----- Material for this exercise
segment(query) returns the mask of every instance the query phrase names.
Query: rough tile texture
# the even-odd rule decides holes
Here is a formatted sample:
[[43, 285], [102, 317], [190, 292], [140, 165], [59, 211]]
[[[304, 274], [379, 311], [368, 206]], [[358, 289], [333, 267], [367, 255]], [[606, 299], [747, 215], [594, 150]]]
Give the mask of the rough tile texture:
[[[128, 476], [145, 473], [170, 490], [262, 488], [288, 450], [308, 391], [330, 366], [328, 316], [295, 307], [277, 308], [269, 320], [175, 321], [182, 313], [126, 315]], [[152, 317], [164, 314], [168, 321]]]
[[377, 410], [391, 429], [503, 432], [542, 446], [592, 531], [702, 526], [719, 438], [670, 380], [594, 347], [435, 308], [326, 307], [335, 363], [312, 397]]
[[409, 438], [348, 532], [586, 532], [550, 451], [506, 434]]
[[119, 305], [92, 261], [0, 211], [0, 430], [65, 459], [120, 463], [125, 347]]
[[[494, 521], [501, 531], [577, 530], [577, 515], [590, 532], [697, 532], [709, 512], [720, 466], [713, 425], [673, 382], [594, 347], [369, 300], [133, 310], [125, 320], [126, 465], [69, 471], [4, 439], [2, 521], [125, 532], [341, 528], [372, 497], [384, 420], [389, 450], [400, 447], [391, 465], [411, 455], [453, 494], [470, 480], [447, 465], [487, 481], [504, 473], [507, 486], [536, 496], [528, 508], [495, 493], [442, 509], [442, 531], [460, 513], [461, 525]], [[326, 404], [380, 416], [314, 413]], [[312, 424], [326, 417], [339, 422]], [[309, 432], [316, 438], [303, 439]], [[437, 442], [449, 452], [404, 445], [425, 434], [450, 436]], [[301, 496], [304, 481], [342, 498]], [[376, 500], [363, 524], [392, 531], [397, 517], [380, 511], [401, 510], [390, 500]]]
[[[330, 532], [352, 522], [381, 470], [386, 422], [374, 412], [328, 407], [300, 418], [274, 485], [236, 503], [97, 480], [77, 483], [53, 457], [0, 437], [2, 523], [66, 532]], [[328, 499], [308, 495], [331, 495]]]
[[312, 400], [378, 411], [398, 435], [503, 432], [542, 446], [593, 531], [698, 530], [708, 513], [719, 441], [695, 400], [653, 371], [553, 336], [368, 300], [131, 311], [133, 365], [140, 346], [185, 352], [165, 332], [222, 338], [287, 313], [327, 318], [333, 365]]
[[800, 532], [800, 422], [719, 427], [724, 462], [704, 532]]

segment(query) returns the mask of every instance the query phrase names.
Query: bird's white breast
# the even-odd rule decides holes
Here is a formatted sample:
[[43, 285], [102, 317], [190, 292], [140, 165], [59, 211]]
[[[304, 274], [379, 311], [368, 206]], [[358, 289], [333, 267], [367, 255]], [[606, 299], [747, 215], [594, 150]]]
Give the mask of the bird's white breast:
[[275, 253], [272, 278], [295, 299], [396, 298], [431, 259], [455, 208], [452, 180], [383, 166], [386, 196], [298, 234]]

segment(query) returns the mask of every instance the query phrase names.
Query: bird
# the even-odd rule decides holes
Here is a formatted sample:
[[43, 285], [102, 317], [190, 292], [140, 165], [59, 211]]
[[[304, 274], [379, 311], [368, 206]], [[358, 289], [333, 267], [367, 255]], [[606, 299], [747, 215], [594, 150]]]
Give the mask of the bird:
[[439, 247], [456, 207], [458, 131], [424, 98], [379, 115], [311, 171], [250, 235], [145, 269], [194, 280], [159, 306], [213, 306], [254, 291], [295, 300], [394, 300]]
----------
Task. Every line of the data is to be retyped without alteration.

Exercise output.
segment(query) returns the mask of every instance the query phrase names.
Query: rough tile texture
# the even-odd rule decides holes
Here is a formatted sample:
[[43, 285], [102, 317], [190, 292], [140, 165], [59, 211]]
[[[304, 274], [379, 311], [368, 206]], [[358, 289], [333, 267], [367, 255]], [[606, 299], [747, 215], [594, 150]]]
Give the mask of the rough tile texture:
[[[128, 476], [145, 473], [170, 490], [262, 488], [288, 450], [308, 391], [330, 366], [328, 316], [295, 307], [277, 308], [269, 320], [175, 321], [182, 313], [126, 315]], [[152, 317], [164, 314], [168, 321]]]
[[377, 410], [391, 429], [503, 432], [542, 446], [592, 531], [702, 526], [719, 438], [670, 380], [594, 347], [435, 308], [326, 307], [335, 363], [312, 397]]
[[409, 438], [348, 532], [586, 532], [550, 451], [506, 434]]
[[119, 305], [92, 261], [0, 211], [0, 430], [65, 459], [120, 463], [125, 347]]
[[[494, 521], [501, 531], [577, 530], [577, 515], [590, 532], [697, 532], [709, 512], [720, 466], [713, 425], [673, 382], [594, 347], [369, 300], [133, 310], [125, 320], [126, 465], [69, 471], [4, 439], [2, 521], [125, 532], [341, 528], [372, 497], [384, 420], [389, 450], [400, 447], [391, 465], [411, 455], [453, 494], [470, 480], [447, 465], [487, 481], [504, 473], [507, 486], [536, 496], [528, 508], [495, 493], [442, 509], [442, 531], [460, 513], [461, 525]], [[326, 404], [380, 416], [314, 413]], [[312, 424], [326, 417], [339, 422]], [[309, 432], [316, 438], [303, 439]], [[437, 442], [449, 452], [404, 445], [425, 434], [450, 436]], [[301, 496], [304, 481], [342, 498]], [[376, 500], [363, 524], [392, 531], [397, 517], [380, 511], [401, 510], [390, 500]]]
[[[330, 532], [352, 522], [381, 470], [386, 422], [374, 412], [328, 407], [300, 418], [274, 485], [236, 503], [97, 480], [77, 483], [53, 457], [0, 437], [2, 523], [66, 532]], [[328, 499], [308, 495], [331, 495]]]
[[312, 400], [378, 411], [398, 435], [503, 432], [542, 446], [593, 531], [698, 530], [708, 513], [719, 441], [695, 400], [653, 371], [553, 336], [368, 300], [131, 311], [133, 365], [140, 346], [185, 352], [165, 332], [222, 338], [287, 313], [327, 318], [333, 365]]
[[800, 532], [800, 422], [719, 427], [724, 462], [704, 532]]

segment(query) returns the mask of every instance the query phrase names.
Query: bird's white breast
# the even-odd rule decides holes
Here is a formatted sample:
[[43, 285], [102, 317], [190, 292], [140, 165], [59, 211]]
[[[304, 274], [379, 311], [368, 206]], [[358, 289], [333, 267], [367, 255]], [[606, 299], [747, 215], [594, 150]]]
Give the mask of the bird's white breast:
[[275, 253], [272, 278], [295, 299], [396, 298], [431, 259], [455, 208], [452, 180], [383, 166], [386, 196], [298, 234]]

segment(query) returns the mask of every instance the query phrase names.
Query: bird
# the even-odd rule decides holes
Here is a formatted sample:
[[43, 285], [102, 317], [190, 292], [140, 165], [59, 211]]
[[[304, 274], [379, 311], [368, 206]], [[358, 289], [333, 267], [367, 255]], [[606, 299], [747, 215], [594, 150]]]
Give the mask of the bird:
[[439, 247], [456, 207], [458, 131], [424, 98], [379, 115], [311, 171], [250, 235], [145, 269], [194, 280], [159, 306], [213, 306], [254, 291], [295, 300], [394, 300]]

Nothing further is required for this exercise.